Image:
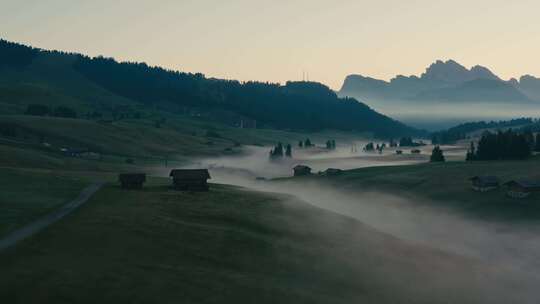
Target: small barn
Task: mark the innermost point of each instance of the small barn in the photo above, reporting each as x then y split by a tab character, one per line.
521	188
190	179
302	170
132	180
484	183
332	171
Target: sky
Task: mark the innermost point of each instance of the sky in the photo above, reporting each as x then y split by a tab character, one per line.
283	40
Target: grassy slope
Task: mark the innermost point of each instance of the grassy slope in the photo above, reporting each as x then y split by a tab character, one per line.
28	195
178	138
224	246
448	184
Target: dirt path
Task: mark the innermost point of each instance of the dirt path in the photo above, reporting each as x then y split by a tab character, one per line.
32	228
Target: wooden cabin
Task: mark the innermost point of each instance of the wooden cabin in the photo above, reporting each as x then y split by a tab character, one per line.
190	179
332	171
521	188
484	183
302	170
132	180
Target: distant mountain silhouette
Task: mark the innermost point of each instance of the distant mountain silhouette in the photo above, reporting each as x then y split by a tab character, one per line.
445	81
103	84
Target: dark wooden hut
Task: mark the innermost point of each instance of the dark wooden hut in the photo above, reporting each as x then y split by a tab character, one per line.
190	179
521	188
302	170
132	180
484	183
332	171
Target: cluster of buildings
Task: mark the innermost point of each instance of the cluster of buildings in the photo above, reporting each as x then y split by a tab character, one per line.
182	179
515	188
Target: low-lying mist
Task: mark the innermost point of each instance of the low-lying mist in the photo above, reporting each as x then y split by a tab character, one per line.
437	115
511	250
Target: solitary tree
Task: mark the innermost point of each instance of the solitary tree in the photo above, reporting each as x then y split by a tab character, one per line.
471	153
288	151
537	144
437	155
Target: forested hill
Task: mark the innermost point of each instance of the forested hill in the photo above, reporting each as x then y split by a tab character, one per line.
297	105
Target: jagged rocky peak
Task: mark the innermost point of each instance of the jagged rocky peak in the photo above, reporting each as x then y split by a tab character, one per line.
446	71
479	71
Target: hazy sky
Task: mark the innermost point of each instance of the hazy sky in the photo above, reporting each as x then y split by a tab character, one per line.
277	40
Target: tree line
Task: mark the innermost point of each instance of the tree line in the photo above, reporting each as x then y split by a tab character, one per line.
459	132
305	106
505	145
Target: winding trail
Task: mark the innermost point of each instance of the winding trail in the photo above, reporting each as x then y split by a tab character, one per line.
32	228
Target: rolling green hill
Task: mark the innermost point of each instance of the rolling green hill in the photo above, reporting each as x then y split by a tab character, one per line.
101	88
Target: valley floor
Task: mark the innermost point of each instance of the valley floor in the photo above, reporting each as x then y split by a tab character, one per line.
234	245
230	246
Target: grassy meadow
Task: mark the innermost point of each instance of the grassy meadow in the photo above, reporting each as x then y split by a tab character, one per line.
447	184
225	246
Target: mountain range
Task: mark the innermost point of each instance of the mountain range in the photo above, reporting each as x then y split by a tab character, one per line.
445	81
104	87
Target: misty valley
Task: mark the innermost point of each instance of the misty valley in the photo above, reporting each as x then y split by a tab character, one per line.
124	182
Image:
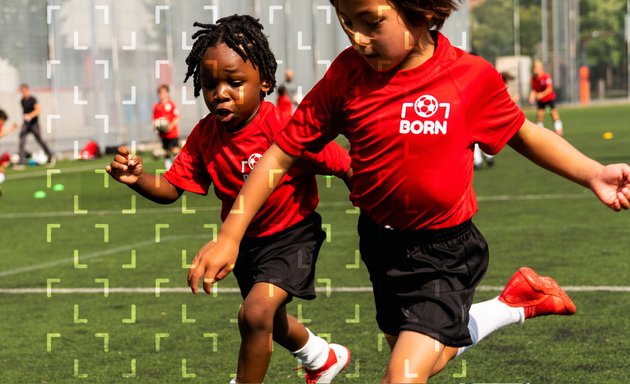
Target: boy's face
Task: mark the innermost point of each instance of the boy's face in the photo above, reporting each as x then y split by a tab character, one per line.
163	94
231	87
379	33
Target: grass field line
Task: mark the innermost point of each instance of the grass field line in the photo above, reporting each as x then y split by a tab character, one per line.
29	175
161	210
96	254
364	289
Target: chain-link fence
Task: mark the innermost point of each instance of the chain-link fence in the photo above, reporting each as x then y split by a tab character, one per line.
94	65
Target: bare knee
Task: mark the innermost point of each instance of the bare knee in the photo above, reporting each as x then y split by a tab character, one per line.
255	317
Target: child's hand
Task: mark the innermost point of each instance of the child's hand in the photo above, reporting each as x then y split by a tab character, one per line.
125	168
612	186
213	262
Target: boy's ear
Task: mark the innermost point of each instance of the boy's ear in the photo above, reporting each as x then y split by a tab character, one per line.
265	86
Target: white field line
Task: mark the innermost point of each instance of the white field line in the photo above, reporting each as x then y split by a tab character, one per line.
177	208
484	288
96	254
42	173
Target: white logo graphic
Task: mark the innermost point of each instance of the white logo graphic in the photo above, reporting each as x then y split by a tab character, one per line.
253	160
425	107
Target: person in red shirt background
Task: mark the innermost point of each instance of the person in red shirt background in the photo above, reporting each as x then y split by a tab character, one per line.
412	107
232	65
5	158
544	96
284	103
165	123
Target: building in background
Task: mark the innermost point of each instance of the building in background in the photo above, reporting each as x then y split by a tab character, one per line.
95	64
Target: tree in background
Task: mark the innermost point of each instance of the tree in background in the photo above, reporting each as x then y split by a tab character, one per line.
603	46
492	28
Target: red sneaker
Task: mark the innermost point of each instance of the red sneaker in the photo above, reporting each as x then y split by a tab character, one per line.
338	359
538	295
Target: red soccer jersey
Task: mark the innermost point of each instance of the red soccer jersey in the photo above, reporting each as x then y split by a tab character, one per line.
540	83
215	156
411	132
168	111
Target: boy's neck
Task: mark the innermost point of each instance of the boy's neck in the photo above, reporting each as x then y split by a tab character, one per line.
424	50
251	118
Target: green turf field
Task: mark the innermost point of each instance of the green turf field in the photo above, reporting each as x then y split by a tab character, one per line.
89	235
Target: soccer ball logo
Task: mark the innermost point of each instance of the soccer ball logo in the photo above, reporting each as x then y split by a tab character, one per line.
426	106
253	160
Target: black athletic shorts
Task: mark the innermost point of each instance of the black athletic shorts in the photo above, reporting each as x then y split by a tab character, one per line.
285	259
544	104
424	281
168	144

• • • • • • •

_Problem_: Copy the entries above faithfully and omit every image.

_Problem solution_:
Image:
Target: small barn
Task: mark the innermost point of each instance of the small barn in the photo above, reporting each as x then y split by a tab character, one per line.
521	188
190	179
302	170
132	180
484	183
332	171
Target: sky
Task: mark the innermost point of each instance of the sky in the photo above, reporting each as x then y split by a tab character, one per line.
283	40
Target: grassy slope
Task: mark the innermost point of each instance of the grassy slope in the photo above, reporting each as x then y split by a tab character, one per line.
28	195
178	138
224	246
448	184
Target: dirt path
Task: mark the innermost point of each instance of the dirt path in the photo above, reporting each as x then y split by a tab character, one per line.
32	228
Target: wooden cabin
Task: mark the innermost point of each instance of the wooden cabin in the photo above, reporting each as x then y split by a tab character, one per line.
190	179
332	171
521	188
484	183
302	170
132	180
Target: distant mountain silhouette
Task: mark the innermost point of each instance of the distant mountain silhouette in the photo above, reporting each as x then y split by a tab character, one per line.
445	81
103	84
Target: dark wooden hut
Task: mark the innermost point of each instance of the dark wooden hut in the photo above, reporting each as x then y split by a tab character, one per line.
190	179
521	188
302	170
132	180
484	183
332	171
Target: cluster of buildings
Task: mark the innermost point of each instance of the cluster of buildings in the photo above, reporting each as x then y split by a tab character, one per line.
182	179
515	188
Target: low-lying mist
Task: mark the innermost point of each instance of the low-lying mist in the photo above, reporting each as x then y split by a tab character, one per line.
437	115
511	250
Target: solitary tree
Task: mark the innermost point of each instance of the solitary tree in the photo above, reporting each as x then y split by a tab character, one per line.
471	153
288	151
537	144
437	155
Target: forested hill
Task: mark the innermost point of each instance of the forested hill in the photo above, reporting each as x then y split by a tab character, one per line.
297	105
Target: jagged rocky peak
Task: mark the innermost point of each instance of the jagged rocky peak in the photo above, reporting each as x then y split by a tab character, one per line.
446	71
479	71
Target: hazy sky
Task: mark the innermost point of each instance of the hazy sky in the photo above, reporting each as x then y split by a tab character, one per line.
277	40
Target: tree line
Task: mark the innermost point of each instance of the tree line in the photo above, reporting each as x then y split by a tab character, one per line.
459	132
305	106
505	145
Target: winding trail
Task: mark the innermost point of each instance of the winding trail in the photo above, reporting each as x then y split by a tab character, one per line.
32	228
Target: rolling green hill
Task: mark the innermost point of each instance of the rolling green hill in the photo above, reporting each as x then y split by a tab character, one per line.
101	88
Target: valley floor
Task: mark the innermost point of each instance of the valley floor in the photo above, reporting each as x then y split by a tab character, one per line.
234	245
230	246
Target: grassy meadow
Task: mark the innermost point of each instance of the grassy meadow in the photo above, reporting each as x then y split by a tab character, one per line.
447	184
225	246
Target: mountain range
Task: mark the innermost point of each instance of the mountain range in the photo above, reporting each as x then y split by a tab character, one per line.
445	81
104	87
Target: misty valley
Task: mark the innermost point of each instance of the misty valley in the photo above, reporting each as x then y split by a tab character, one per line.
124	182
Image:
Target: boy's face
Task: mark the innermost point of each instance of the boy's face in the photo above, reporting each as x then y split by a tab character, one per line.
163	94
231	87
379	33
Target: grass field line
Task: mark the innermost point of each instance of the grass field line in the photo above, reporting each as x then y split by a tab character, one per line.
29	175
161	210
96	254
364	289
Target: chain-link fence
Task: mark the innermost point of each instance of the chain-link fence in the photo above, reporting each as x then y split by a tab character, one per line.
94	65
Target: bare knee
Task: mark the innermost point of each instance of the bare knee in the photo above, reporting each as x then y split by a tab character, one per line.
255	317
Target: child's hand
Task: mark the innermost point of each instance of the child's hand in the photo above, reporting each as x then y split by a tab character, one per line.
125	168
612	186
213	262
Target: boy's ear
Task: mark the innermost point of each instance of the boy's ear in the photo above, reporting each as x then y split by a tab character, one per line.
265	86
Target: white field line
Task: mark the innermost point of each instance of the white field line in the photo above, reporting each as x then y split by a tab character, one per line.
177	208
484	288
96	254
42	173
Target: white logo graphic
Task: mark the innermost point of each instance of the white logo graphic in the photo above, reporting each as x then y split by a tab character, one per line.
253	160
425	107
Target: person in red shirt background
Task: mark the innermost point of each instance of the person in red shirt background in the photo above, reporting each as x then y split by a tab character, one per line.
412	107
232	65
5	158
544	96
284	103
165	123
Target: building in background
Task: mark the innermost point of each instance of the building in background in the photo above, reporting each as x then y split by a tab character, one per line.
95	64
Target: tree in background
Task: mark the innermost point of each instance of the tree in background in the photo above, reporting each as x then y split by a tab character, one per line.
603	46
492	28
Target: red sneaker
Task: mark the innermost point of each instance of the red sneaker in the photo above, reporting each as x then y split by a tab character, one per line.
338	359
538	295
Target: red soccer jersey
Task: mark the innermost point of each instance of the red soccer jersey in the photo above, reporting each as x then y split by a tab character, one per line.
540	83
215	156
411	132
168	111
Target: boy's neck
Task: mark the innermost point of each instance of the boy's neck in the photo above, reporting each as x then y split by a tab character, one per line.
424	50
251	118
Target: green turf field
Task: mark the innermost point of each instance of the green turf field in the photo above, reporting each as x then y split by a tab character, one per line.
89	235
Target: soccer ball logo
Task: mark the innermost point of each instance of the soccer ball logo in the photo above, reporting each as x then y split by a tab character, one per line.
426	106
253	160
Target: black athletic shorts
Task: mark the innermost point of each instance of the black athletic shorts in the photo above, reporting each as x then y split by a tab character, one per line.
285	259
544	104
424	281
168	144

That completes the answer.